___ Extracted material

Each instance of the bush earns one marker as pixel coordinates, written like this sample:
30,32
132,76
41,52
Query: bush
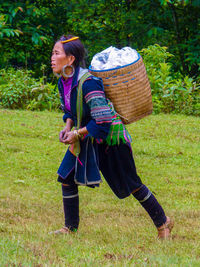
171,92
18,90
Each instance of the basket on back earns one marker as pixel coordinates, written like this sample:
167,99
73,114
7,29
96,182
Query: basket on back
129,90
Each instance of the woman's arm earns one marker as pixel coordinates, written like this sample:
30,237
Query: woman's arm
64,133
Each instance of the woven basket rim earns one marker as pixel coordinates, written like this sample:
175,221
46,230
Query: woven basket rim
90,67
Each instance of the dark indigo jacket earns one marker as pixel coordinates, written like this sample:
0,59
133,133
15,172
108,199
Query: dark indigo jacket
97,120
91,84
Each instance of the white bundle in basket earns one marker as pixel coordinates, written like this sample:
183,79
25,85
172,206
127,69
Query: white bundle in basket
113,57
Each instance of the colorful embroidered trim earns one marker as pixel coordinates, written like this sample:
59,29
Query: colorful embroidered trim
100,111
69,40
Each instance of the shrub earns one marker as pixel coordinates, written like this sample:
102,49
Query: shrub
171,92
18,90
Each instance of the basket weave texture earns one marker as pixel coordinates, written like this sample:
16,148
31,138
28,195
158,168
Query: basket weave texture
129,90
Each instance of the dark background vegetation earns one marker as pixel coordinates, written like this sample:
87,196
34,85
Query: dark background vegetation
28,30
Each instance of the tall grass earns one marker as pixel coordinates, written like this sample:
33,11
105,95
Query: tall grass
112,232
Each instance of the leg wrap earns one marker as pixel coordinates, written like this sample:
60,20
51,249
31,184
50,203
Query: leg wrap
71,206
151,205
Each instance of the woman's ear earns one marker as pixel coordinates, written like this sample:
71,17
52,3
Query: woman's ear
71,59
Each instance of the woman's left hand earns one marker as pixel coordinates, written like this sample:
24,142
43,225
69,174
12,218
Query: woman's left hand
71,138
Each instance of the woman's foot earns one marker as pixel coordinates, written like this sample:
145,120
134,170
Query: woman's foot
64,230
164,231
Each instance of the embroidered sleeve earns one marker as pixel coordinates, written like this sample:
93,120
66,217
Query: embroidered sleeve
62,105
101,117
100,111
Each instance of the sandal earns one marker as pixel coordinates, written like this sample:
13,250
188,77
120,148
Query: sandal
64,230
164,231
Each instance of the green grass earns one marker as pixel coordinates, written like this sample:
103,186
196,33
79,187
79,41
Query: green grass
112,232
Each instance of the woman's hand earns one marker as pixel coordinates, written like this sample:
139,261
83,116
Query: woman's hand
63,135
72,137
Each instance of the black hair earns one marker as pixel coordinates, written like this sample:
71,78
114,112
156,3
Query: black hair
75,48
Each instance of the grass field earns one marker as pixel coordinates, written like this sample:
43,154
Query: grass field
112,232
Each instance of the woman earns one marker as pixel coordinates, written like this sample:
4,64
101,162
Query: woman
99,142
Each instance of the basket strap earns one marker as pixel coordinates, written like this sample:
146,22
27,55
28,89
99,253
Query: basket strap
79,102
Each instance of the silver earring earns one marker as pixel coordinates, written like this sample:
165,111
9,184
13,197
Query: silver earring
63,71
56,74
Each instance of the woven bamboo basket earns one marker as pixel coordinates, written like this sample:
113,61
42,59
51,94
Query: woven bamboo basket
128,89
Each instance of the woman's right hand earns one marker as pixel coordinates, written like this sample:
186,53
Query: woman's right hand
63,135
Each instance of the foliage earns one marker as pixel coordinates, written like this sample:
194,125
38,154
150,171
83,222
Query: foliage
31,27
171,91
19,90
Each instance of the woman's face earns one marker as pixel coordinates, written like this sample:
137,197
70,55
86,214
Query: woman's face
59,58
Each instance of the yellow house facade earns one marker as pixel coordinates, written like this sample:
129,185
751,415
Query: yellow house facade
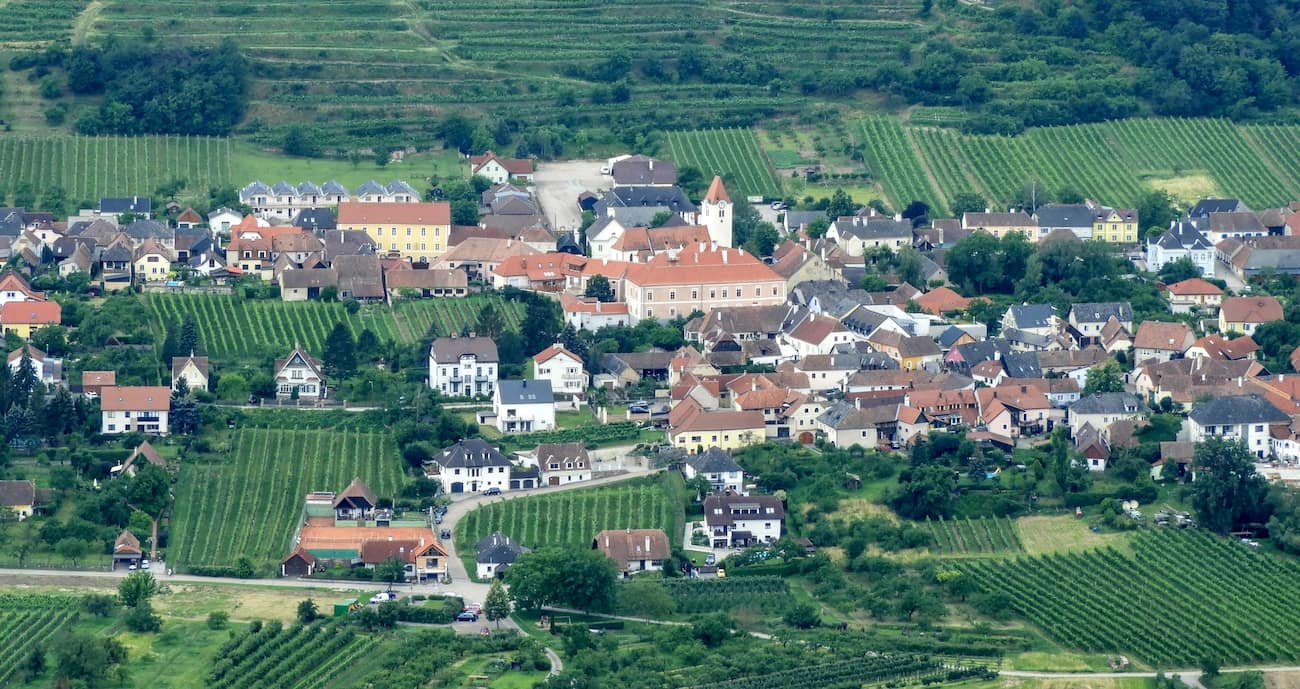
414,230
1116,225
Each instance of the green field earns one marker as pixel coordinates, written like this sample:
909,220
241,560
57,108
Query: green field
1179,598
235,329
87,168
307,657
575,516
975,536
1113,163
248,503
30,622
732,154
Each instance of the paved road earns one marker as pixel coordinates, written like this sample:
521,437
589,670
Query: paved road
463,503
558,186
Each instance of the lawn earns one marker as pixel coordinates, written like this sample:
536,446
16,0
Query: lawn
1064,533
248,163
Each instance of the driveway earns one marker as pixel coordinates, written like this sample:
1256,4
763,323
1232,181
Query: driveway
463,503
559,183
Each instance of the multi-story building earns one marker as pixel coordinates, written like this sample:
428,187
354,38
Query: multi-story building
463,365
698,278
416,232
134,408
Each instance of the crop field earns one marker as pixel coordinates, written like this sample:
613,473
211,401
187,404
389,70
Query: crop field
575,516
234,329
731,152
248,503
1179,598
1108,161
974,536
766,593
29,622
92,167
289,658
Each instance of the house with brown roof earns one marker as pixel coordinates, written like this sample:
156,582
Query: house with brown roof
1194,294
1161,341
501,169
18,497
635,550
563,369
193,369
700,277
355,502
692,428
25,317
414,230
144,453
1244,313
406,282
742,520
134,408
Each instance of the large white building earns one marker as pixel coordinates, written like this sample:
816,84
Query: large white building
1239,417
463,365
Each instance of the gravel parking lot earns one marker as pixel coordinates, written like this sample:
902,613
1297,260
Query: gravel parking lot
558,186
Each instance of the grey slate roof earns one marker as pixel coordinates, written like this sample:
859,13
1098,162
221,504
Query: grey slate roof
1238,410
1074,215
449,350
1108,403
715,460
1032,315
469,454
1103,311
1182,235
525,391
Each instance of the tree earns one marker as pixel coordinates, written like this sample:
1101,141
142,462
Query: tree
137,588
1104,378
598,287
189,336
1227,494
581,579
497,603
841,204
646,598
489,324
307,611
339,355
390,571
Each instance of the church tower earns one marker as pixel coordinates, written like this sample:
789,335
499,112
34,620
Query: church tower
715,213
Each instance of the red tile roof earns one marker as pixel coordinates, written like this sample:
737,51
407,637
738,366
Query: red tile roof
394,213
31,313
135,398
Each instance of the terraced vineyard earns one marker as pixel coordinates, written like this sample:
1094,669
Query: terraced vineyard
235,329
975,536
731,152
30,622
289,658
770,594
1110,161
248,503
575,516
1179,598
87,168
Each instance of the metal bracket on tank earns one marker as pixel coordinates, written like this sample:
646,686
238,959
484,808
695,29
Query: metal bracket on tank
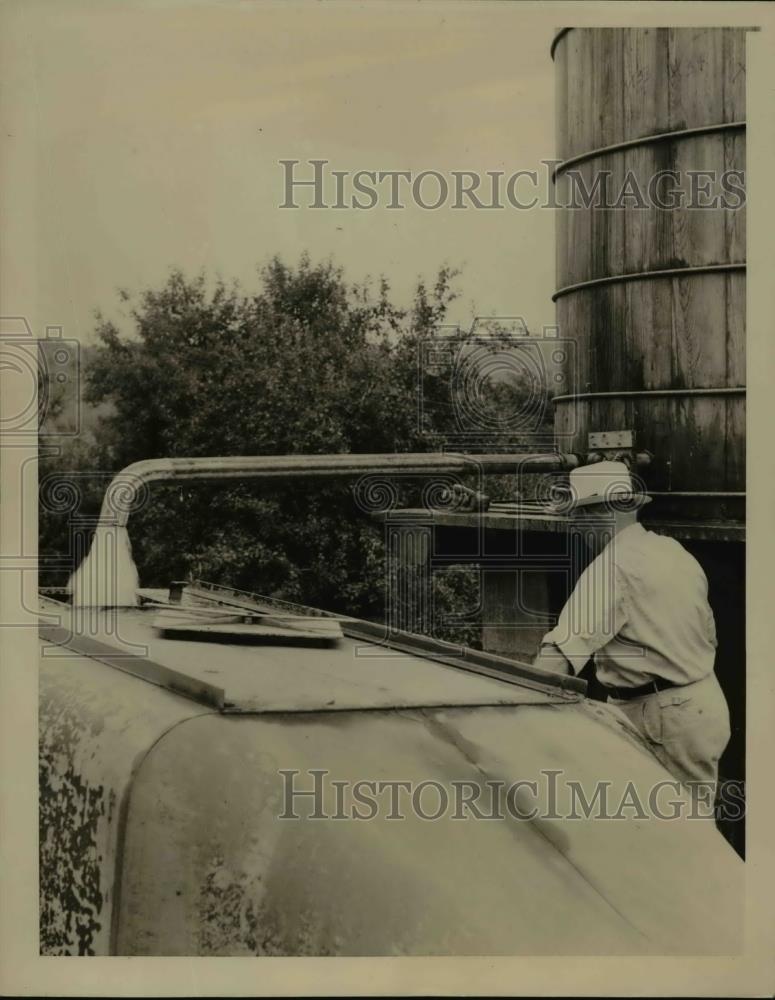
617,446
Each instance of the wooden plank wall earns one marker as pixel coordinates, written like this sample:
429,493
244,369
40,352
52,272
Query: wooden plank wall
682,332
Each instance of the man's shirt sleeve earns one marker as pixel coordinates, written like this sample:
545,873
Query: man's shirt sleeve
594,613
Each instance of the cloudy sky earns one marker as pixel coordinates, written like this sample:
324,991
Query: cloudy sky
159,127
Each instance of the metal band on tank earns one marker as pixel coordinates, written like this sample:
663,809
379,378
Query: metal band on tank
647,140
738,390
557,39
670,272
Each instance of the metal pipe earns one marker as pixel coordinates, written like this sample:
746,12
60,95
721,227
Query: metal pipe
125,487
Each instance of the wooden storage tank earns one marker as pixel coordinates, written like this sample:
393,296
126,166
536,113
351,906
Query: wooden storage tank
655,296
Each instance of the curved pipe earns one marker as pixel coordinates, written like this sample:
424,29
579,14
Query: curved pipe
125,487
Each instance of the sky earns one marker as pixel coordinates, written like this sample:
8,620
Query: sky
160,127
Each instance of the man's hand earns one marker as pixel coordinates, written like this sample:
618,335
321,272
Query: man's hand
550,658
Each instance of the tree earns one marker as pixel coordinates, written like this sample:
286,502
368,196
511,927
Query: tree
307,364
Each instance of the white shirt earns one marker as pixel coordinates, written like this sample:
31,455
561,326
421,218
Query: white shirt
641,610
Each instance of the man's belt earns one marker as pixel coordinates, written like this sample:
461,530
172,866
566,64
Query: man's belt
654,685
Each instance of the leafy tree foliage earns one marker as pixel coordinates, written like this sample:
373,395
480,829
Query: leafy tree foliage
308,364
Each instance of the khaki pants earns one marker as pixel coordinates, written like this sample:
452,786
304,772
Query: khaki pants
687,729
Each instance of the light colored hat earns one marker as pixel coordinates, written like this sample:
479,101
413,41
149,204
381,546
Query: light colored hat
607,483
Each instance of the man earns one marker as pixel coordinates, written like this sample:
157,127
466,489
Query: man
640,611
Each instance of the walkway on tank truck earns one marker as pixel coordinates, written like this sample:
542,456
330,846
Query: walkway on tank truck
374,794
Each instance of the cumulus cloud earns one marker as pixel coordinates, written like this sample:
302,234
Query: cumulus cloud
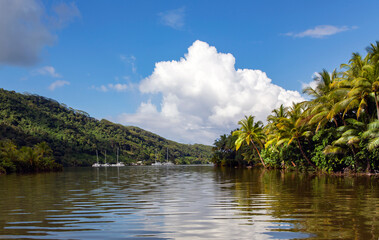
320,31
47,71
118,87
203,96
25,30
58,84
129,60
313,84
173,18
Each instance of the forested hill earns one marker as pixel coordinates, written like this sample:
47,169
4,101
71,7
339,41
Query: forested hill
74,136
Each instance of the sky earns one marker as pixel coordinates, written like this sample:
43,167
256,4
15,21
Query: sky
186,70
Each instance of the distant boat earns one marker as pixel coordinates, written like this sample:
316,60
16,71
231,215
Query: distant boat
168,163
118,164
156,163
97,164
105,160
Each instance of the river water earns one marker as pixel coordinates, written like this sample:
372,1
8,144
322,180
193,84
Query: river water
187,202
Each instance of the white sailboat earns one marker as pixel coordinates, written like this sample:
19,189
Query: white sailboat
97,164
156,163
118,164
167,163
105,160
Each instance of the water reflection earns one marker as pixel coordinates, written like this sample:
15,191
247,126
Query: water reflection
187,202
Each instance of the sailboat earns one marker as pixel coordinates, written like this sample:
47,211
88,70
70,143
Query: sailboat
105,160
97,164
118,164
167,163
156,163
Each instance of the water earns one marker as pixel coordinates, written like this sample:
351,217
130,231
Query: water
187,202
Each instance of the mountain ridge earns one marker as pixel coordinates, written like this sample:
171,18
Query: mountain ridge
75,136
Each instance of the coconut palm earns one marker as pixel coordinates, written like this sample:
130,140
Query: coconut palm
324,99
361,84
294,128
250,132
372,133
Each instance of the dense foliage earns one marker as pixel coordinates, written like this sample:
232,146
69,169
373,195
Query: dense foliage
38,158
74,136
336,130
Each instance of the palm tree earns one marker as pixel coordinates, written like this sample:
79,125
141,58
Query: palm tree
361,84
250,132
293,128
372,133
271,129
324,99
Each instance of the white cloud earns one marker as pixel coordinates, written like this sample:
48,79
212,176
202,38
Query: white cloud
203,96
57,84
25,29
173,18
48,71
118,87
130,60
320,31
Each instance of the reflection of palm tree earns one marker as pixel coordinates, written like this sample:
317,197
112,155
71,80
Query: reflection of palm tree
250,132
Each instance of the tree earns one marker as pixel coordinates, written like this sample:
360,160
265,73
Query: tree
250,132
294,128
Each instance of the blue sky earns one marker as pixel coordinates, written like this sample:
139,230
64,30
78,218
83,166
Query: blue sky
175,67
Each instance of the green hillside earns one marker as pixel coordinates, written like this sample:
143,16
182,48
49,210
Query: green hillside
74,136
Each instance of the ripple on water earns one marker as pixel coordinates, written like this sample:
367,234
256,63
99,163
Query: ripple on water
187,203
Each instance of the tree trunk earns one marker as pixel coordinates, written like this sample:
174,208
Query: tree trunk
258,153
305,156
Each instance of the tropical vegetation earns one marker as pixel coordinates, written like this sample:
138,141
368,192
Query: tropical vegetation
74,137
336,130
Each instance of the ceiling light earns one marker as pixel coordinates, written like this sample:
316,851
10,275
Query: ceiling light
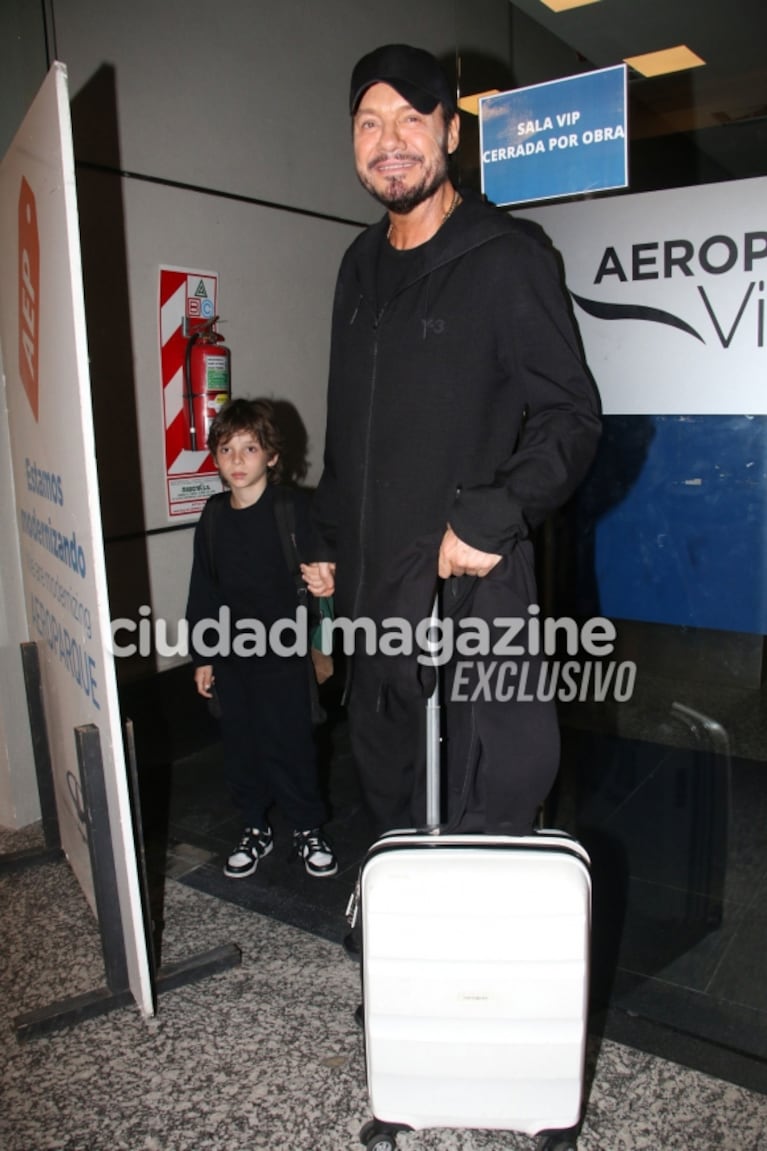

______

Exactly those lines that run from the line holding "Each instance of the ripple" to the end of the listing above, both included, are to be reproduced, with pictures left out.

### Response to the exercise
Each instance of the ripple on water earns one marker as pixel coordinates, written like this sample:
367,234
256,63
99,163
Query: ripple on water
187,203
Each instance of the tree trunk earns one marker as pixel coordinates, written like this sample:
174,208
Query: tree trunk
258,153
305,156
Each instance of the tropical vegetation earns one marker as pixel coordinates, written like this sample:
138,141
368,192
Query: tropical vegetation
74,137
336,130
Each instance of the ceiling light earns one marker as pixel coordinates, written like this sample:
316,851
10,275
Query: ceiling light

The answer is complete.